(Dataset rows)
++++++++++
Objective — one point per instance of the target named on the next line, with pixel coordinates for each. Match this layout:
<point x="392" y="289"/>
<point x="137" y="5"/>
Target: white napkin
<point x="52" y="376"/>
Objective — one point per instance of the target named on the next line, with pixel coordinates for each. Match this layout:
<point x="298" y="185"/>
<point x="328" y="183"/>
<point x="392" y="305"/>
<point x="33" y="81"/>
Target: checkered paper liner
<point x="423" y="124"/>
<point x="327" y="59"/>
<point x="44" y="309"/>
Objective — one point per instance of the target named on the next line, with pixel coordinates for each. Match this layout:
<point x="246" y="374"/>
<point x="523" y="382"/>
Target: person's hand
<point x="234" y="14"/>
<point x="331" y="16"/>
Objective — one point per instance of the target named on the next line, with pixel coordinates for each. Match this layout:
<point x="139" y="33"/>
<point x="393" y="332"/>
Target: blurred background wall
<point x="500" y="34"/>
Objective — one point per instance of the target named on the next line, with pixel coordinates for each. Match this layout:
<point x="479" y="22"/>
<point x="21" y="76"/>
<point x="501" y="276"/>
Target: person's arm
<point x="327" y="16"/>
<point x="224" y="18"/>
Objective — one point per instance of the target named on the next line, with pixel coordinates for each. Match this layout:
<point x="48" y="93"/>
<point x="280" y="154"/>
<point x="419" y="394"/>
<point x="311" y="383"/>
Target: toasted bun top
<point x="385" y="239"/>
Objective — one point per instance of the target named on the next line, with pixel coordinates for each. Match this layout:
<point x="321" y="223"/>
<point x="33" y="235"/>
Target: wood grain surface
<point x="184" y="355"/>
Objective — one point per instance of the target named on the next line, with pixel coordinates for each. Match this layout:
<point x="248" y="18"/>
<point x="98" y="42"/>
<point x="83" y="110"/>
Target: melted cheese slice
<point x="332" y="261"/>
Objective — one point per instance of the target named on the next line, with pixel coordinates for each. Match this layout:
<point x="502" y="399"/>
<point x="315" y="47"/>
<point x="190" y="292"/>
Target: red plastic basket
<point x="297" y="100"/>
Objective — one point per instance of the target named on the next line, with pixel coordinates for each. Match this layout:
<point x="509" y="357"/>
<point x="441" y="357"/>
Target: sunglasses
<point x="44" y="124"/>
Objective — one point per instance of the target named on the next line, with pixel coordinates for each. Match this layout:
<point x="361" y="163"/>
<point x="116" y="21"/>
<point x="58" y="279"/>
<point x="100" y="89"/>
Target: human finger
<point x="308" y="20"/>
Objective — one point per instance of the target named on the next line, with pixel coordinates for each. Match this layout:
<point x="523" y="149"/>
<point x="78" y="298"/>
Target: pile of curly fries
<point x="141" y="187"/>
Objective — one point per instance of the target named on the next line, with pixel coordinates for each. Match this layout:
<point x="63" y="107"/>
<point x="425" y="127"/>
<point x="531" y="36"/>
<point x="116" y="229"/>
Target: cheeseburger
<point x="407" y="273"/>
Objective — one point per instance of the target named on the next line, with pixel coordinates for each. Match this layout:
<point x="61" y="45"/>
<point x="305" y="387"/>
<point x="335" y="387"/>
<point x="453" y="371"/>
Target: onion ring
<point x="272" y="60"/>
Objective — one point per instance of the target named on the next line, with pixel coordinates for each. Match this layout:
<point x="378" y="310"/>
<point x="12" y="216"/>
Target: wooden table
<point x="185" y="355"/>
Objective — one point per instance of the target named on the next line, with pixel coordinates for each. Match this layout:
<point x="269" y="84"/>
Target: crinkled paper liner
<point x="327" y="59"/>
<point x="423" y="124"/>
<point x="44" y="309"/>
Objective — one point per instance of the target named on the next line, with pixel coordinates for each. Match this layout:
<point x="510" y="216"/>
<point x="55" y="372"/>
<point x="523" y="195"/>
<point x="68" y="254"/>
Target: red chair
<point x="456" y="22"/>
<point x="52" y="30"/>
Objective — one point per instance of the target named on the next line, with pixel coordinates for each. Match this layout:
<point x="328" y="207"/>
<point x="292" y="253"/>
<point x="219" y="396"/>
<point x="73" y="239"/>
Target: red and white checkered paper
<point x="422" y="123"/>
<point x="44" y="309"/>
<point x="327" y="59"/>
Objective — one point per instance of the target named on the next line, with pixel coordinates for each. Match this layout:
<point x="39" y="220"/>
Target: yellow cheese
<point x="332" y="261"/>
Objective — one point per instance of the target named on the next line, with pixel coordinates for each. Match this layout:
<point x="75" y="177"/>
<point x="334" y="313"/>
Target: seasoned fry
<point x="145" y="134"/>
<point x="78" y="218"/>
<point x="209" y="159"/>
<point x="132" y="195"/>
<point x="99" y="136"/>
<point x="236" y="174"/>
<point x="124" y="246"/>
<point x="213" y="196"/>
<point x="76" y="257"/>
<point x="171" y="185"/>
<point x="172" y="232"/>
++++++++++
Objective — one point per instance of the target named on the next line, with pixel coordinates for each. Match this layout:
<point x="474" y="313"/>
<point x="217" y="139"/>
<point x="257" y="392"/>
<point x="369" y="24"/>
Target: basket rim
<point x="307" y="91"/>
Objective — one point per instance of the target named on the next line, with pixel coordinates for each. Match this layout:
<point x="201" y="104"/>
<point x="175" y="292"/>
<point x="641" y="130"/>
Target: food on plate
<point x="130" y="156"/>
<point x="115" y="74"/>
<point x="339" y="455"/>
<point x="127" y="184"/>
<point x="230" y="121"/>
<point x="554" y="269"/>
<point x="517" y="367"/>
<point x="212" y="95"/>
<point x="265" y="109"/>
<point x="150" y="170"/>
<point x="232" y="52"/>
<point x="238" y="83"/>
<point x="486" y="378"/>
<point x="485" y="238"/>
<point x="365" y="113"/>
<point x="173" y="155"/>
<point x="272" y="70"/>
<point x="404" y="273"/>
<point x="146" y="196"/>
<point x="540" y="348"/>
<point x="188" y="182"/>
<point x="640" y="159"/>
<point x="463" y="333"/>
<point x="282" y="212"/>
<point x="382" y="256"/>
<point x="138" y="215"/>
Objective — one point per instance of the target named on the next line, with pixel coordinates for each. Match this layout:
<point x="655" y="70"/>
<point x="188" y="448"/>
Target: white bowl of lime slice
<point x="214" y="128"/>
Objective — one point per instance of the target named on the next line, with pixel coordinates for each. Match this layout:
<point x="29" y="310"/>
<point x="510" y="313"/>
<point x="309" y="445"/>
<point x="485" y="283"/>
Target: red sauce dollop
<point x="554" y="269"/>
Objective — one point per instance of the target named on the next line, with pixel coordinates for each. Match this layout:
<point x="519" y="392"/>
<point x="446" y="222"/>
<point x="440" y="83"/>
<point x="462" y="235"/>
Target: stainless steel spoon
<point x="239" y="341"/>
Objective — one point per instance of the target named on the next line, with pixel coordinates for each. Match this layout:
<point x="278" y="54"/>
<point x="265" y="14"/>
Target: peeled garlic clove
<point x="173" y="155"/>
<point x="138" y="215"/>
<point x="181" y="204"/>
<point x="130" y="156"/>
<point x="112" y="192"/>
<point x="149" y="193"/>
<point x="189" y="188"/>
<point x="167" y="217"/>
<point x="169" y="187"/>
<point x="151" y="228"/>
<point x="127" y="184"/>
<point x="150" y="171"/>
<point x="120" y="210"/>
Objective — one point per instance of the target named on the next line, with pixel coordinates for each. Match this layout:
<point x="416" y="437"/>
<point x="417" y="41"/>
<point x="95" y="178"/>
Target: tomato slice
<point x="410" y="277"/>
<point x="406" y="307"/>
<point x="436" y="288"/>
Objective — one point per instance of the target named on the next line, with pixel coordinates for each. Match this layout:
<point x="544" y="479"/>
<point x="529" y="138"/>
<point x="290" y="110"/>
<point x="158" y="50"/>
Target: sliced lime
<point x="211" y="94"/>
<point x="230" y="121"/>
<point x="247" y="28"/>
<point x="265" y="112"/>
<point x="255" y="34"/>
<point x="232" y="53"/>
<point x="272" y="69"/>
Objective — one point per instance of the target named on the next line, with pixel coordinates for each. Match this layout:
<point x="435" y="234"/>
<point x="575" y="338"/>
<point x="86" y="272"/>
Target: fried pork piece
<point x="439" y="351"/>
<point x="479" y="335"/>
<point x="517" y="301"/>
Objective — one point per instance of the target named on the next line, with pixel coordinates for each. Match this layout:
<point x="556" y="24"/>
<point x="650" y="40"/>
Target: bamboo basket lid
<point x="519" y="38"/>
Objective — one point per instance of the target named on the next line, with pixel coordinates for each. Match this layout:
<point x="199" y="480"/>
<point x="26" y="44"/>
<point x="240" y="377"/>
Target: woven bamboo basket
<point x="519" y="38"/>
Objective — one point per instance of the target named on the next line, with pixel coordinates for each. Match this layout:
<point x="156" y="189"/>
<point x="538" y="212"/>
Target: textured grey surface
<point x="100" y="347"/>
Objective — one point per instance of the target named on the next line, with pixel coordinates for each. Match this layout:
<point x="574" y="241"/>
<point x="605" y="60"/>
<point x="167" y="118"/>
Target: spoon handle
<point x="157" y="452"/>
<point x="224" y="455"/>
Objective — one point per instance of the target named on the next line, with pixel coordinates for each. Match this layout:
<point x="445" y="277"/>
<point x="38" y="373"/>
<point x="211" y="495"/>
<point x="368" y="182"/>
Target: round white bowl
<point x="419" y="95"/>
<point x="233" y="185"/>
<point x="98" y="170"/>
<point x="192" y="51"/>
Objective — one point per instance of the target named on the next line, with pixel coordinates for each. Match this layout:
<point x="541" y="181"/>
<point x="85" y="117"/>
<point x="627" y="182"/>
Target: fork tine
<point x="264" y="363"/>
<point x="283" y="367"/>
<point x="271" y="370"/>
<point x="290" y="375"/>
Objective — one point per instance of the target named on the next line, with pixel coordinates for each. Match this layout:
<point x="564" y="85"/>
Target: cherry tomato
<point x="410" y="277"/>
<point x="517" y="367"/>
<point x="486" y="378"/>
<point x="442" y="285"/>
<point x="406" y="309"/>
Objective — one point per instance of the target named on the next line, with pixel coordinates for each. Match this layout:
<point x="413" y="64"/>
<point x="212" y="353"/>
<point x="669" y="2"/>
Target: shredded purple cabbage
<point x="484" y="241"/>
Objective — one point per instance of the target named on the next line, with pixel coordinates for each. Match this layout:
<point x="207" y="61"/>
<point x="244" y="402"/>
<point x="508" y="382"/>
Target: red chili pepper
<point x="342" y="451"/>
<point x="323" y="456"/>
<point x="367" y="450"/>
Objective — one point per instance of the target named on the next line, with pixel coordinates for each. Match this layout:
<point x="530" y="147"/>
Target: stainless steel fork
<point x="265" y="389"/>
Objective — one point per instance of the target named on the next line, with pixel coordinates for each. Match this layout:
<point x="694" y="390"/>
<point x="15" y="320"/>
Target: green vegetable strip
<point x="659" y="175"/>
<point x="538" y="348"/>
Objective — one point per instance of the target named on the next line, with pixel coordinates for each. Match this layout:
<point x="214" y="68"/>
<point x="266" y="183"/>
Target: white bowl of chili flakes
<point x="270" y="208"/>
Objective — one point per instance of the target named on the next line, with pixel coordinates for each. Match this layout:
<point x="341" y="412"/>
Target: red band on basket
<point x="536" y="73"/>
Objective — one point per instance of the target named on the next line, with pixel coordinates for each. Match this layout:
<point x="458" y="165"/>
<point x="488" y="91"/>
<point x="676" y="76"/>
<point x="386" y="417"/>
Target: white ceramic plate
++++++++++
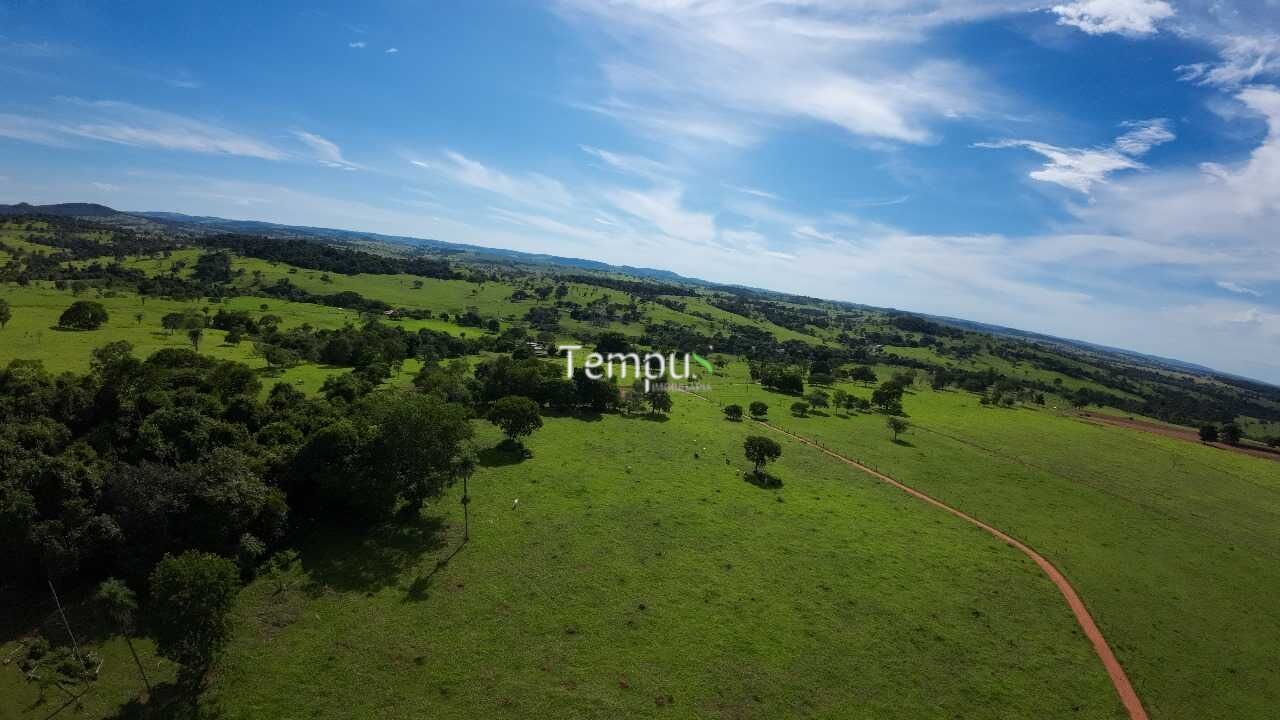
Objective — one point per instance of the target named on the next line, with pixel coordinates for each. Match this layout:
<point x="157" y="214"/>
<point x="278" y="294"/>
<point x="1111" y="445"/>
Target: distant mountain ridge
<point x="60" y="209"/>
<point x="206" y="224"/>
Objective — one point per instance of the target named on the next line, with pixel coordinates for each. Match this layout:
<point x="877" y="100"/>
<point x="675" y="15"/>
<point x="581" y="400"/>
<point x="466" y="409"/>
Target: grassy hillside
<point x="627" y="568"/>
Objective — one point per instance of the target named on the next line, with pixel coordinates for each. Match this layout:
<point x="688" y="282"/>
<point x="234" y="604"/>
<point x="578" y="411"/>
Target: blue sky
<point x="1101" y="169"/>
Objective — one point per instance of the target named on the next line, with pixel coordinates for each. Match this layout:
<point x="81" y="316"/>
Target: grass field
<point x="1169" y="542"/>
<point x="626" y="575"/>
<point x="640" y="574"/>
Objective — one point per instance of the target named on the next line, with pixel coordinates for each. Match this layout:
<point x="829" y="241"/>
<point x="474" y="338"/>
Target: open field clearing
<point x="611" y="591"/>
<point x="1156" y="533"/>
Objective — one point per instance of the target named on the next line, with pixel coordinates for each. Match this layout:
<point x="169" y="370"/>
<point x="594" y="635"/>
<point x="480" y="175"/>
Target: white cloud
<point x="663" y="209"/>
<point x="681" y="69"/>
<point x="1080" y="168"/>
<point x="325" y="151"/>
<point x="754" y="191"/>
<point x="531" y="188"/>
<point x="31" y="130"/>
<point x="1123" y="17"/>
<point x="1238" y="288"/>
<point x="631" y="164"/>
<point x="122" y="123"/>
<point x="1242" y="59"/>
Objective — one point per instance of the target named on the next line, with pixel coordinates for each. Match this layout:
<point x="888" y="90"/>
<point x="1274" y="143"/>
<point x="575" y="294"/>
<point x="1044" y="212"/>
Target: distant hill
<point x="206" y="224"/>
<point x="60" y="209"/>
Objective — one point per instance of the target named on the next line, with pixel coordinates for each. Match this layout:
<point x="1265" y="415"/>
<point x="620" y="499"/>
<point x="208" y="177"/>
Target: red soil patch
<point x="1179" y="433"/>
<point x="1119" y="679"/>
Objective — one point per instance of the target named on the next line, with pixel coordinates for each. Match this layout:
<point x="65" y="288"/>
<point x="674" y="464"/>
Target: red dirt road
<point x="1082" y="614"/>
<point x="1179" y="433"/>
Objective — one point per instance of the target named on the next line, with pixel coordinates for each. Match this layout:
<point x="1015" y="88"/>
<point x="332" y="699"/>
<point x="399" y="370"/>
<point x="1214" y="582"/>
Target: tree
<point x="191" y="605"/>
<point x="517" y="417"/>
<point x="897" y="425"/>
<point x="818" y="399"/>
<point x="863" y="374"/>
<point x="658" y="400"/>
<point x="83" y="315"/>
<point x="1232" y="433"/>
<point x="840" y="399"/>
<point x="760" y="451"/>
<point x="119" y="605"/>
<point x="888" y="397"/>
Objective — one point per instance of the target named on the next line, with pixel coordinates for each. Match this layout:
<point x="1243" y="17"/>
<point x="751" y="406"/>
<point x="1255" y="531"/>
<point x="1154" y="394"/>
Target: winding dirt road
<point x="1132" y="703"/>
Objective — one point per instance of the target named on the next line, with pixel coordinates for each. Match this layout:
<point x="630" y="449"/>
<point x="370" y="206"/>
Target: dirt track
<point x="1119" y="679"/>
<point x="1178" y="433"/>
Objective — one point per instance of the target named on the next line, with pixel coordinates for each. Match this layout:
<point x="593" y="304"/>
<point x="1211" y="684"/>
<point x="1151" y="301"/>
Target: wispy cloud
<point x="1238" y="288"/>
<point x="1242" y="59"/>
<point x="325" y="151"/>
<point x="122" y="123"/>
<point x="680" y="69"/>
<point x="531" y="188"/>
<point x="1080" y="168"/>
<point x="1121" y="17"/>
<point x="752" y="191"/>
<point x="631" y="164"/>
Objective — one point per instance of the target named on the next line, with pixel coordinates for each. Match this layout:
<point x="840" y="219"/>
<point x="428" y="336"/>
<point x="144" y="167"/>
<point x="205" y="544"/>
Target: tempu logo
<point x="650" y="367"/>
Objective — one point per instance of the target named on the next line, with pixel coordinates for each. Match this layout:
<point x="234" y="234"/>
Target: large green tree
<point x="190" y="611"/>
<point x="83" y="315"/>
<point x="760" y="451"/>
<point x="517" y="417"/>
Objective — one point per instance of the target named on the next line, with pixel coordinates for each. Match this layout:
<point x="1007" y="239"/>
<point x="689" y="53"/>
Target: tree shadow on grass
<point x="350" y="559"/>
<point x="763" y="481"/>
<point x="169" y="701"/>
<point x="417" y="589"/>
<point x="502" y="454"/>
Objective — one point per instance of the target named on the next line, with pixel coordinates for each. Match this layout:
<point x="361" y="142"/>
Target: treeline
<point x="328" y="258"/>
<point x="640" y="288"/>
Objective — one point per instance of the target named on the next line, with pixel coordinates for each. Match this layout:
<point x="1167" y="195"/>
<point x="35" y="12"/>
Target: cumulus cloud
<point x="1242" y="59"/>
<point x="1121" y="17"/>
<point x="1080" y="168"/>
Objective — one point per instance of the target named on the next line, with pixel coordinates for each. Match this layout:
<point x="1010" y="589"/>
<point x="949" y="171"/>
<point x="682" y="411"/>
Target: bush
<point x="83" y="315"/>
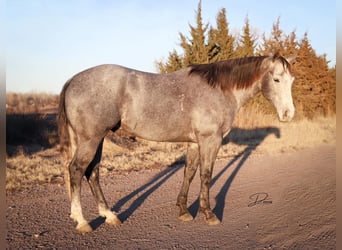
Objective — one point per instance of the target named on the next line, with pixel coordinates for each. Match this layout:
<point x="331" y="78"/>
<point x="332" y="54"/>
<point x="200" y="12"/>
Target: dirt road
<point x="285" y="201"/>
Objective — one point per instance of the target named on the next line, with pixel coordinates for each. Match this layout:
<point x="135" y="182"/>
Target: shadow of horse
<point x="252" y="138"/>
++++++++++
▶ WHAT YOU WILL DO:
Tally the lines in the records above that contain the string "dirt", treating uppercase and lowercase as different. Give only the number.

▶ RESPONSE BELOW:
4